### Brano di testo
------------------------------
2 giugno: un patto nazionale per la rinascita

Nella vita di ogni Paese ci sono istituzioni, eventi e simboli in cui si riconosce l'intera nazione, al di là delle differenti appartenenze politiche, sociali, culturali. Simboli intorno a cui si ricompone l'unità di una nazione, si superano fratture storiche, si ricostruiscono valori condivisi, si educano generazioni a comuni responsabilità.
Così è per il 14 luglio in Francia, il 4 luglio negli Stati Uniti, il 3 ottobre in Germania. E così è in Italia per il 2 giugno che celebra la fondazione della Repubblica e rappresenta per tutti gli italiani un momento di comune appartenenza, di sentimento patrio, di unità e condivisione.
Tanto più importante è riconoscersi e unirsi in valori e simboli comuni nei passaggi difficili della vita di una nazione, quando la società e l'animo di ognuno è percorso da angoscia, ansie e paure che possono indurre a ripiegare nel proprio particolare e a ridurre il senso di appartenenza e la condivisione di responsabilità.
Viceversa quando si vuole lacerare un Paese se ne contestano i simboli. Ma occorre essere consapevoli che così si spacca una società, si incrinano valori condivisi, si dà fiato a ogni forma di conflittualità. E in sostanza si sollecita ciascuno a dismettere le proprie responsabilità.
Fu merito grande del Presidente Ciampi riconquistare tutti gli italiani a riconoscersi nel Tricolore e nell'inno di Mameli, quando per anni bandiera e inno erano stati usati come simbolo di parte. E non casualmente Ciampi perseguì quell'obiettivo in anni di acuta crisi politica e istituzionale segnata da crescente distanza tra i cittadini e la classe dirigente.
Ricordare tutto questo oggi è tanto più importante in un passaggio delicato della nostra società, scossa nel profondo dalle tante conseguenza di Covid19. Usciamo in questi giorni da tre mesi di blocco forzato della vita dell'intero Paese e di ciascuno di noi. Tre mesi nei quali 32.000 persone hanno perso la vita. Tre mesi nei quali le strutture sanitarie e chi vi opera sono stati sottoposti ad uno stress disumano. Tre mesi nei quali in ogni famiglia ci si è interrogati sul domani e ogni persona si è chiesto se avrebbe ritrovato il suo posto di lavoro o riaperto i battenti della sua bottega, del suo laboratorio, della sua azienda. Tre mesi nei quali siamo stati costretti a privare bambini e adolescenti della scuola, luogo centrale della loro formazione e socializzazione.
------------------------------
### Esercizi proposti
1. Secondo il testo sul 2 giugno, quante persone hanno perso la vita nei tre mesi di blocco?
2. Scrivi il seguito del testo sul 2 giugno, partendo dopo la sua ultima frase.
Questi dati provengono da un'altra fonte.

[Voci salvate]
------------------------------
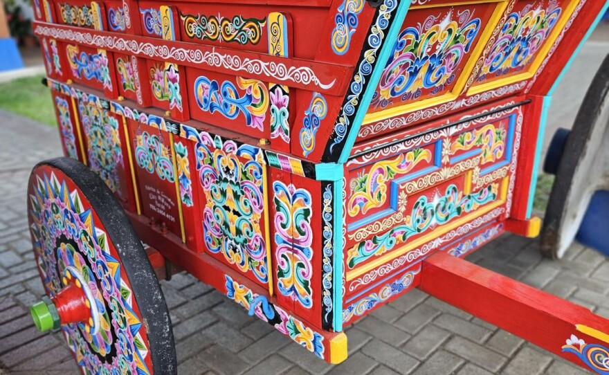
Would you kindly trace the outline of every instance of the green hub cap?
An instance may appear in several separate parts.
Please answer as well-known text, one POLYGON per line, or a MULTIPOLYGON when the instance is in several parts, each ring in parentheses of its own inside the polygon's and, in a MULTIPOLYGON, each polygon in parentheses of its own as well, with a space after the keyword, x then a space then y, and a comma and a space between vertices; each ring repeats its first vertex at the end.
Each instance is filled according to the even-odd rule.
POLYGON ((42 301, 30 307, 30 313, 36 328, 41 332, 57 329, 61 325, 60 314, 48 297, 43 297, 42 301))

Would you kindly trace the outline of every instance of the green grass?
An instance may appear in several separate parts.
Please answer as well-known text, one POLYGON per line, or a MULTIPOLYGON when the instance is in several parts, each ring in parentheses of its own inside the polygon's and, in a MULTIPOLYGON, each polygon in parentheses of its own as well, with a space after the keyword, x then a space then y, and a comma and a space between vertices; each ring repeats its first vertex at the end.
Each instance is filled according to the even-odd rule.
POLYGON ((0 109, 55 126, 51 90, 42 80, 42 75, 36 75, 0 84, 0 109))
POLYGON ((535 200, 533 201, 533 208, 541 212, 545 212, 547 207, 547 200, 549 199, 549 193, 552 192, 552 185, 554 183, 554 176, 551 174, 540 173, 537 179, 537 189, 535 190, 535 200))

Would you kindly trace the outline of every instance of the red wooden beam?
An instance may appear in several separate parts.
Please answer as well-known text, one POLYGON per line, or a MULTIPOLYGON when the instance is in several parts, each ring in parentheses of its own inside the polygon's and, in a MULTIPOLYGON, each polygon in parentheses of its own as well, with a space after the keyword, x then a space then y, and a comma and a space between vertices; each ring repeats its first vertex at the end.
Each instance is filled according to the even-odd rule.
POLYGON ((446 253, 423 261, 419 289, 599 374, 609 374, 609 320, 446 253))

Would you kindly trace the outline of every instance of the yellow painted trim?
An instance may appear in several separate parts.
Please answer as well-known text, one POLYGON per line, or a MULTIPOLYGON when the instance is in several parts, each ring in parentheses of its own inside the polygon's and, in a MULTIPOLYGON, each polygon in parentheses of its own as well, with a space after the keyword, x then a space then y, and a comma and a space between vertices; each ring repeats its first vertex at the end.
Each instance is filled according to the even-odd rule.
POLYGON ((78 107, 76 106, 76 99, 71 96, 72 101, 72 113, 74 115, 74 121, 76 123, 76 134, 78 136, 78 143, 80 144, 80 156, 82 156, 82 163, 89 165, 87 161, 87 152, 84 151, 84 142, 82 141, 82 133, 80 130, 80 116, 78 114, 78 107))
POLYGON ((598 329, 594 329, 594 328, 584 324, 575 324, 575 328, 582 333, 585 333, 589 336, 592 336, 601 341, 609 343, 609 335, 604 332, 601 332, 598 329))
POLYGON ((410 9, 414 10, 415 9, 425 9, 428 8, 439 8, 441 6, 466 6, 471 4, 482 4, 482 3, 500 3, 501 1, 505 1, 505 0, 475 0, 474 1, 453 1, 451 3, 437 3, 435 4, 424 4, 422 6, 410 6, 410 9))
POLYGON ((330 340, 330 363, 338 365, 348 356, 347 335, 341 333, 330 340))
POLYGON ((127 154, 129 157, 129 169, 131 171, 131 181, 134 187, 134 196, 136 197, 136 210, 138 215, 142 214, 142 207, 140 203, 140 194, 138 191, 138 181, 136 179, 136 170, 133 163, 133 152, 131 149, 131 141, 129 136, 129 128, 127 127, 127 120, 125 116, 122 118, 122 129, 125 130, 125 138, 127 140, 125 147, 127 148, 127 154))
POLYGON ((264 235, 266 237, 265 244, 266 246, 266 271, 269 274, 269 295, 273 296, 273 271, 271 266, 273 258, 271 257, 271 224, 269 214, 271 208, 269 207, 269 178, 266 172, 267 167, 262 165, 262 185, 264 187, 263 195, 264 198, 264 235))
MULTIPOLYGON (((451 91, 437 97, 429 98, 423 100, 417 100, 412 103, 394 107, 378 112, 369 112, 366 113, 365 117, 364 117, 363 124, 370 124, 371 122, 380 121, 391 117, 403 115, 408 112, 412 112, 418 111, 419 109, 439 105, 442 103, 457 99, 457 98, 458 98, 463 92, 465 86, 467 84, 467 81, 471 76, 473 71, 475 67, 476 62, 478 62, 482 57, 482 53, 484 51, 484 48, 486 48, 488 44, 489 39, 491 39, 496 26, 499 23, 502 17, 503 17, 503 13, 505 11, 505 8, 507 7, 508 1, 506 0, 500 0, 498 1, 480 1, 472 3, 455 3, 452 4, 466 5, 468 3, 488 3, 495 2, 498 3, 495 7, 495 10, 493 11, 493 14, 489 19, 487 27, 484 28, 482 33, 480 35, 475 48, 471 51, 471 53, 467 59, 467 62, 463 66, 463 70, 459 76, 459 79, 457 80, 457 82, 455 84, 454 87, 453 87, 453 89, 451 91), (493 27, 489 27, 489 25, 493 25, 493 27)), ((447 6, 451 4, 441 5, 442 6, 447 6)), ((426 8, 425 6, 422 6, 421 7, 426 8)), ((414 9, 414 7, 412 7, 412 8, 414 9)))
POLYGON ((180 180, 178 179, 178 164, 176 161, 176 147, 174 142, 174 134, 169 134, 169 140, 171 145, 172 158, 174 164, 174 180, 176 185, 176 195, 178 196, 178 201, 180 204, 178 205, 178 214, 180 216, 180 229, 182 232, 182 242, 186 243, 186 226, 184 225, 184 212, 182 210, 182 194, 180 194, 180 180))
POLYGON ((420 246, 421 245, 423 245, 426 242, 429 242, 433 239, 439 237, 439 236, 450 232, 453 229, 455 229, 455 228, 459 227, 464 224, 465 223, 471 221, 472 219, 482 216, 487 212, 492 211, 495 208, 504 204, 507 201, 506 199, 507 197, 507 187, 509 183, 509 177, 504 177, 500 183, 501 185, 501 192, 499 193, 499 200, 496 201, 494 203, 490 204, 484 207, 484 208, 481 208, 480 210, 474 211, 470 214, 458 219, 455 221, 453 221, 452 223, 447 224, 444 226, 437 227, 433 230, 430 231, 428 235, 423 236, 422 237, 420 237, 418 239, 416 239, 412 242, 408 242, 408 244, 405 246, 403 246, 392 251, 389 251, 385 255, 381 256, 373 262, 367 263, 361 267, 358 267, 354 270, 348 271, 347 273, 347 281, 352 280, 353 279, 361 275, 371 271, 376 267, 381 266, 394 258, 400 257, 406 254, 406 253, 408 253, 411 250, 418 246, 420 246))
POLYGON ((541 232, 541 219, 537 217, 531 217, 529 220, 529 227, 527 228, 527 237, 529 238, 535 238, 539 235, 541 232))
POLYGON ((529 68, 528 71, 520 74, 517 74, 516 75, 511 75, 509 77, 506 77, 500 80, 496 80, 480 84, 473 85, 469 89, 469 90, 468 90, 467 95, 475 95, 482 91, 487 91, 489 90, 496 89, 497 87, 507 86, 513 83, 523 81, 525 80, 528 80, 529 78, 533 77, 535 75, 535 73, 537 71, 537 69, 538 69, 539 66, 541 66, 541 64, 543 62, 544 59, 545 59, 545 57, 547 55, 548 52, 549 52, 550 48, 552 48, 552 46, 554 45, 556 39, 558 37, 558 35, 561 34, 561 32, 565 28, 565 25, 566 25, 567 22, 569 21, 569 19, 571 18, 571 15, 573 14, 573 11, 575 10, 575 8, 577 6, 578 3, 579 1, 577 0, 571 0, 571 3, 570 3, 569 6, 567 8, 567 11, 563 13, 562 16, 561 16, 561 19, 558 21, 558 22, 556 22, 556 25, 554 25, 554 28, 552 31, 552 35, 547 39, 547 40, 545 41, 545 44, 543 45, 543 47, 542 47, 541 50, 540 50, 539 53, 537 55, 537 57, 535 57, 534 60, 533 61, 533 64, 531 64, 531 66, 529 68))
------------------------------
### Esercizi svolti
1. 32.000 persone.

2.
Ripartire, ritornare al proprio lavoro, riprendere una vita "normale", rimettere in moto il Paese è l'aspirazione, la volontà, il desiderio di tutti. Lo si è visto in questi primi giorni di fuoriuscita dal lockdown, segnati ovunque dalla volontà - quasi la frenesia - di riconquistare spazi e tempi perduti. È un segno di vitalità e di voglia di rinascita che va colto, e soprattutto non va deluso.
Qui c'è una responsabilità della classe dirigente del Paese. Tutta: quella politica, sia essa di governo o di opposizione, chiamata ad una dimostrazione di coesione e di comune responsabilità; quella economica chiamata ad uno sforzo straordinario di ricostruzione; quella culturale da cui deve venire un impulso forte a ripensare stili di vita, modelli urbani, forme di relazione, qualità dello sviluppo.
Sì, serve un grande "patto nazionale per la rinascita" a cui ciascuno possa concorrere mettendo in campo energie, intelligenze, creatività, spirito di intrapresa. Un grande momento di mobilitazione collettiva in cui ognuno possa identificarsi, dando il meglio di se' con la consapevolezza che insieme si può vincere la sfida della ricostruzione e della rinascita. Così fu all'indomani della guerra quando si ricostruì un Paese devastato. Così fu, pur in un contesto diverso, quando l'Italia fu tra i fondatori dell'euro. Così deve essere oggi.
Non c'è modo migliore per celebrare il 2 giugno che scommettere insieme sul nostro destino, costruendo tutti insieme il nostro futuro.